Problem details — Convert the records below into a Markdown table with two columns, Row and Line. Put a row number in Row and one line in Line, and leave out blank lines.

Records provided —
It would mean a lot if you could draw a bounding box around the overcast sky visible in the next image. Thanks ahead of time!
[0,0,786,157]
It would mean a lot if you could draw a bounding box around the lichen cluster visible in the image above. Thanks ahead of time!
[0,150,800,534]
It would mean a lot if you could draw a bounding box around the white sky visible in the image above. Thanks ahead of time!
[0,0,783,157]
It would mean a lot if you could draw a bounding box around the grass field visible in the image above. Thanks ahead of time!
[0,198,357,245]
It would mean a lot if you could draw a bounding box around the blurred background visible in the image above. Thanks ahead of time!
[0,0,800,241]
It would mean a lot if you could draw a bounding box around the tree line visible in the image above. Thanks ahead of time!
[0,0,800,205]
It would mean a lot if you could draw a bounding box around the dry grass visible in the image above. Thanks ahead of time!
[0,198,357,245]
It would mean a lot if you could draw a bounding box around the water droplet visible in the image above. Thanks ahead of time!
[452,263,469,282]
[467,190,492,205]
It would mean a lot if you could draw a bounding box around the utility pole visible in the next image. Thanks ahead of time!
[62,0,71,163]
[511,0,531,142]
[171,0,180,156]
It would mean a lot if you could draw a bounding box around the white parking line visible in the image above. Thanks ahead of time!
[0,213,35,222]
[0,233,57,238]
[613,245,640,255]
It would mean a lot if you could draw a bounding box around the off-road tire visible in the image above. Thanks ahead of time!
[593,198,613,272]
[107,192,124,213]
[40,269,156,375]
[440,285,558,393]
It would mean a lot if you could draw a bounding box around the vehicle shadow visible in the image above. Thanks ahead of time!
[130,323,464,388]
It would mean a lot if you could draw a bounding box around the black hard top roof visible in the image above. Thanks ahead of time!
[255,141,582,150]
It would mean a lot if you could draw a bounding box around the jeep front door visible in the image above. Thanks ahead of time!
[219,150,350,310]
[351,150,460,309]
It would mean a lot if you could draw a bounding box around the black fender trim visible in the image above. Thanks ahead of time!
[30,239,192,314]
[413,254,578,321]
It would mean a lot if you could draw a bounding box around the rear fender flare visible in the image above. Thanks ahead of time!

Correct response —
| Row | Line |
|---|---|
| 1 | It would mean a lot if you could draw a bounding box around the overcast sky visible in the next image. Thanks ahead of time! |
| 2 | [0,0,786,157] |
| 3 | It would mean a lot if you could draw a bounding box around the lichen cluster visible in the image above. Thanks ahead of time! |
| 4 | [0,150,800,534] |
| 5 | It would mean a lot if you could draw a bounding box around the white sky visible in the image above. Thanks ahead of time! |
| 6 | [0,0,783,157] |
| 7 | It would mean a lot if you could draw a bounding box around the grass field visible in the image above. Thanks ahead of time! |
| 8 | [0,198,357,245] |
| 9 | It would mean a lot if you could draw a bounding box around the blurred background visible in the image above. Thanks ahead of time! |
| 10 | [0,0,800,241] |
| 11 | It would mean a lot if you could draw a bounding box around the tree line visible in the image above. Thanks ahead of time! |
| 12 | [0,0,800,205] |
| 13 | It would mean a lot if you could draw a bounding box around the dry grass visible in the image above. Thanks ahead of time! |
| 14 | [0,198,357,245] |
| 15 | It would mean a lot if you could draw a bounding box around the water droplet visible in the image above. Thanks ahead of time! |
| 16 | [452,263,469,282] |
| 17 | [467,190,492,205] |
| 18 | It would mean a lot if you could draw a bounding box around the utility pole visible in the next image. Thanks ahead of time! |
| 19 | [62,0,71,163] |
| 20 | [511,0,531,142] |
| 21 | [171,0,180,156] |
| 22 | It would mean a lot if you could draw a bounding box around the white parking line visible in the image above. Thanks ahead of time! |
| 23 | [0,213,35,222] |
| 24 | [0,233,57,238] |
| 25 | [613,245,640,255] |
| 26 | It would mean a lot if you could draw a bounding box around the off-road tire visible in the image above. Thanks ahead of time! |
| 27 | [593,198,613,272] |
| 28 | [107,192,124,213] |
| 29 | [40,269,156,375] |
| 30 | [440,285,558,393] |
| 31 | It would mean a lot if you could draw a bounding box around the vehicle shadow visible in the image above. Thanks ahead of time! |
| 32 | [130,323,464,388] |
| 33 | It would mean a lot if you could draw a bounding box around the black hard top roof visible in the image above. Thanks ahead of time! |
| 34 | [255,141,582,150] |
| 35 | It would mean a lot if you could draw a bounding box around the jeep front door visible in the image above. Thanks ahead of time! |
| 36 | [219,150,350,310] |
| 37 | [351,150,460,309] |
| 38 | It would mean a lot if you could draw a bounding box around the black fender trim visible in the image above. Thanks ahead of time! |
| 39 | [30,239,192,314] |
| 40 | [413,254,578,321] |
| 41 | It would mean a lot if you could draw a bounding box around the rear fender flare visible in the image above. Thanks ahead of time! |